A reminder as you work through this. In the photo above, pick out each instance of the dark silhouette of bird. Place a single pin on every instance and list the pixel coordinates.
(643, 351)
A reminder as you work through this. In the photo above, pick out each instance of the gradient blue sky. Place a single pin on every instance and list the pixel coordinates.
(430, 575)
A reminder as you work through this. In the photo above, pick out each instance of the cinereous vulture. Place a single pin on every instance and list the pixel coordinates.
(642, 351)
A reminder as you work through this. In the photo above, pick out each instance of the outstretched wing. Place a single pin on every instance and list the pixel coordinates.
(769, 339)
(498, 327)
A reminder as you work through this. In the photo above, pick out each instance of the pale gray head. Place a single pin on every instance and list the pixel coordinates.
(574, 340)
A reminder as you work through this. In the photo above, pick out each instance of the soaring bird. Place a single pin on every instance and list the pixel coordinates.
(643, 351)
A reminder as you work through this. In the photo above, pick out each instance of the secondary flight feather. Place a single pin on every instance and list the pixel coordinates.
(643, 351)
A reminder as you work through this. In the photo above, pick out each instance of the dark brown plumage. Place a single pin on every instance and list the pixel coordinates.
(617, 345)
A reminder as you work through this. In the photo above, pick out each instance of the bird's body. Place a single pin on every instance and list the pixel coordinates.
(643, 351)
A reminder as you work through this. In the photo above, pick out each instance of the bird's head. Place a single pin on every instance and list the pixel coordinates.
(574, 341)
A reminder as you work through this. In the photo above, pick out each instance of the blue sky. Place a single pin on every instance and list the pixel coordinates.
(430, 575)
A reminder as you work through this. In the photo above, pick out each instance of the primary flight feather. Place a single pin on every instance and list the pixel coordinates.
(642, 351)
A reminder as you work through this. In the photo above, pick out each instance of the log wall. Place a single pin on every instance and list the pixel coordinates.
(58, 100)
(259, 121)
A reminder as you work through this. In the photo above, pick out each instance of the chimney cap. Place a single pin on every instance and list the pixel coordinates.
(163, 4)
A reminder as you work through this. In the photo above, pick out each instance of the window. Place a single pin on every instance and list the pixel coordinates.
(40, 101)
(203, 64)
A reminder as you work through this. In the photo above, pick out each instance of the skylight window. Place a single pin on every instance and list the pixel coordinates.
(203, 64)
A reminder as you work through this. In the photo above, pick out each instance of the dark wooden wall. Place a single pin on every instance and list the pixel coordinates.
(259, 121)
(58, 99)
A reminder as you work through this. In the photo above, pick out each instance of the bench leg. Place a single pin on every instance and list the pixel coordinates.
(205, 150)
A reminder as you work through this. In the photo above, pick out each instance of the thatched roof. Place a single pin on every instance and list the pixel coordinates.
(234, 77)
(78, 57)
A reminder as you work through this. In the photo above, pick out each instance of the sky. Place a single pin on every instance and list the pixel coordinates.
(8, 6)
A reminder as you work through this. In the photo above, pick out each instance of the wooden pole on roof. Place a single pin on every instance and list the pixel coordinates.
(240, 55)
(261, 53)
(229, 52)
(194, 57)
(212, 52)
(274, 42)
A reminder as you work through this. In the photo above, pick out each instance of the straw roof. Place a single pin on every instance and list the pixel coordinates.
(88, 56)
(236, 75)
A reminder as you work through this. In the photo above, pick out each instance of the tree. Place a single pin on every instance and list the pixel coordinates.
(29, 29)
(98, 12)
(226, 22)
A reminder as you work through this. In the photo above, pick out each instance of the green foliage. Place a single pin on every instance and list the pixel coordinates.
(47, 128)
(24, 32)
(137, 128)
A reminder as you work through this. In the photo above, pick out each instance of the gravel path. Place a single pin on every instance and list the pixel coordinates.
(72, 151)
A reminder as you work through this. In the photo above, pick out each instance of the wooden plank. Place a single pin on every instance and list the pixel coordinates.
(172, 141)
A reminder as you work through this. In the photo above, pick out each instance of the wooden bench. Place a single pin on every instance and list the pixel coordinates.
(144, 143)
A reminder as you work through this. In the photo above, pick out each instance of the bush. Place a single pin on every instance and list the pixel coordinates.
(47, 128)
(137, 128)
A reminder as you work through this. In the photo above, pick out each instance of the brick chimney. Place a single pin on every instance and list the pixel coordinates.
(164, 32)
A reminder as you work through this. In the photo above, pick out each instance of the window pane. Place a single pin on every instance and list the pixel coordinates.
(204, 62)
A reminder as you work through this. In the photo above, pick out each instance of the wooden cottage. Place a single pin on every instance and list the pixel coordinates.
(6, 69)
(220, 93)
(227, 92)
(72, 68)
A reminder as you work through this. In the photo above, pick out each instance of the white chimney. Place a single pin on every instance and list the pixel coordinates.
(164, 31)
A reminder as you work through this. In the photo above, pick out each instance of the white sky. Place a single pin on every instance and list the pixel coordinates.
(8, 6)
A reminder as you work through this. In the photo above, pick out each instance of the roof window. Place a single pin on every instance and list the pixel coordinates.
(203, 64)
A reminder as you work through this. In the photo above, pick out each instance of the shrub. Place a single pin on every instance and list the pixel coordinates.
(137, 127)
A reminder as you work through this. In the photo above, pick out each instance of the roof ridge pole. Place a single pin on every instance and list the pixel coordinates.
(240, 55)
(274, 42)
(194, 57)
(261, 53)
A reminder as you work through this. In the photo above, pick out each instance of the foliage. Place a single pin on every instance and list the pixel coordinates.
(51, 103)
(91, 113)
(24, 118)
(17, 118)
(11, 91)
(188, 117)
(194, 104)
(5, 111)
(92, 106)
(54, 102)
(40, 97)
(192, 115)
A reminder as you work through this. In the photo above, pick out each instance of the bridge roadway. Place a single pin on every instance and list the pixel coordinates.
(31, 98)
━━━━━━━━
What needs to be done: Give back each line above precisely as it stands.

Problem solution:
A reminder as you work through this. In the photo above, pick out each instance of the dark silhouette of bird. Place a single pin on every instance and list the pixel coordinates.
(643, 351)
A reminder as you work through this. In the photo above, pick out each instance of the gradient blue sky. Place a single pin on every instance and list the pixel coordinates.
(430, 575)
A reminder as you work through this. In the photo above, pick out each instance of the cinereous vulture. Place a single pin on every instance and list the pixel coordinates.
(642, 351)
A reminder as you work through this. In the photo above, pick out each instance of the outstretched wing. Place a single pin on every instance and list the pixel coordinates.
(769, 339)
(498, 327)
A reminder as you work through this. In the photo above, pick out each instance of the pale gray head. Place a single pin on every instance and list the pixel coordinates.
(574, 340)
A reminder as you work through this. In the photo above, pick out each instance of the soaring bird. Place a single pin on every instance and list the pixel coordinates.
(643, 351)
A reminder as you work through this. In the photo above, pick out each instance of the secondary flight feather. Place a single pin on every instance and list the pixel coordinates.
(643, 351)
A reminder as you work through this. In the photo above, pick out each instance of the dark brown plumage. Place a single pin on every instance and list the pixel coordinates.
(617, 345)
A reminder as you work through this. In the photo above, pick out each instance of the bird's body. Place a single pin on every instance and list the pixel coordinates.
(643, 351)
A reminder as you work through this. In the photo above, pick out each instance of the bird's head. Place a single pin on every instance and list the pixel coordinates.
(574, 341)
A reminder as you work through this. In the photo above, pick out each instance of the blue sky. Place a single pin on every instance and list the pixel coordinates.
(430, 575)
A reminder as you work through this. In the photo above, pick out each instance of the primary flight feather. Place a single pin on every instance and list the pixel coordinates.
(642, 351)
A reminder as you work through this. In the photo above, pick out each instance of the log wall. Place a single pin on every instance and list the pixel coordinates.
(58, 100)
(259, 121)
A reminder as you work through this. In the photo above, pick out each instance of the chimney cap. Place a single pin on every instance and list the pixel coordinates.
(163, 4)
A reminder as you work through this. In the photo above, pick out each instance of the window. Place a single pin on every instance and list the pixel coordinates.
(40, 101)
(203, 64)
A reminder as you work through this. In the photo above, pick out each instance of the skylight window. Place a single pin on every instance and list the pixel coordinates.
(203, 64)
A reminder as you work through this. In the photo above, pick out each instance of the dark wooden wall. Place a single pin on every instance and list the pixel coordinates.
(259, 121)
(58, 99)
A reminder as you work through this. In the photo above, pick out each instance of the bench leg. Place a single pin on every instance and list the pixel coordinates.
(205, 150)
A reminder as you work through this. In the photo above, pick out each instance of the thatched roof. Place a single pin on every instance and list the pixel coordinates.
(234, 77)
(78, 57)
A reminder as you work through this. In the photo above, pick out each instance of the sky. Place a single pin on every instance and list the pixel coordinates.
(8, 6)
A reminder as you work through this. In the photo above, pick out each instance of the wooden pole on roof. Place a single pin on every instance and list the pixel coordinates.
(240, 55)
(261, 53)
(229, 52)
(194, 57)
(212, 52)
(274, 42)
A reminder as you work through this. In the photo above, pick out each instance of the straw roof. Place a single pin on every instance and list the pixel coordinates.
(88, 56)
(236, 75)
A reminder as you work through this. In the photo above, pick out each instance of the tree. Place a single pin on every instance and list the pixel coordinates.
(29, 29)
(98, 12)
(226, 22)
A reminder as you work through this. In the photo above, pick out each instance of the green foliage. Place a single pin on every instance and list the pixel coordinates.
(47, 128)
(24, 32)
(137, 128)
A reminder as you work through this. In the photo above, pick out each instance of the gravel path. Place a single pin on every instance and list the pixel coordinates.
(72, 151)
A reminder as you work through this. In the photo above, pick out each instance of the wooden plank. Place a single pin on every instance and list the pixel coordinates.
(172, 141)
A reminder as you work through this. In the photo above, pick out each instance of the wooden bench. Place a single pin on every instance and list the pixel coordinates.
(144, 143)
A reminder as you work through this. In the photo above, pick out each instance of the bush. Place a single pin on every instance and list the pixel coordinates.
(47, 128)
(137, 128)
A reminder as you work through this. In the photo above, pick out each instance of the brick chimney. Place a single pin on every instance and list the pixel coordinates.
(164, 32)
A reminder as you work through this. In the photo above, pick out each instance of the window pane. Place a single pin on every instance and list the pixel coordinates.
(204, 62)
A reminder as you work through this. In the photo above, pick out each instance of the wooden cottage. Place a single pin on every instance and list the pixel coordinates.
(6, 69)
(220, 93)
(227, 92)
(72, 68)
A reminder as you work through this. In the photo above, pick out each instance of the white chimney. Place a single pin on every instance and list the pixel coordinates.
(164, 31)
A reminder as you work through this. In the photo above, pick out each instance of the white sky. Place a single pin on every instance and list the pixel coordinates.
(8, 6)
A reminder as you work through this. In the photo above, pick out each instance of the roof window. Place a single pin on every instance and list the pixel coordinates.
(203, 64)
A reminder as you work through this. In the photo above, pick out each instance of the shrub. Place a single pin on every instance and list the pixel coordinates.
(137, 127)
A reminder as you work through this. In the photo above, pick out each instance of the roof ridge pole. Place a single pin on every instance and list the pixel coordinates.
(240, 55)
(274, 42)
(194, 57)
(261, 53)
A reminder as you work through this. In the photo above, pick out each instance of the foliage. Place a single pin on every instance and list the pixel coordinates.
(51, 103)
(91, 113)
(24, 118)
(17, 118)
(11, 91)
(188, 117)
(194, 104)
(5, 111)
(92, 106)
(54, 102)
(40, 97)
(192, 115)
A reminder as you work through this. In the photo above, pick out each instance of the bridge roadway. Place a single pin on every instance and list the pixel coordinates.
(31, 98)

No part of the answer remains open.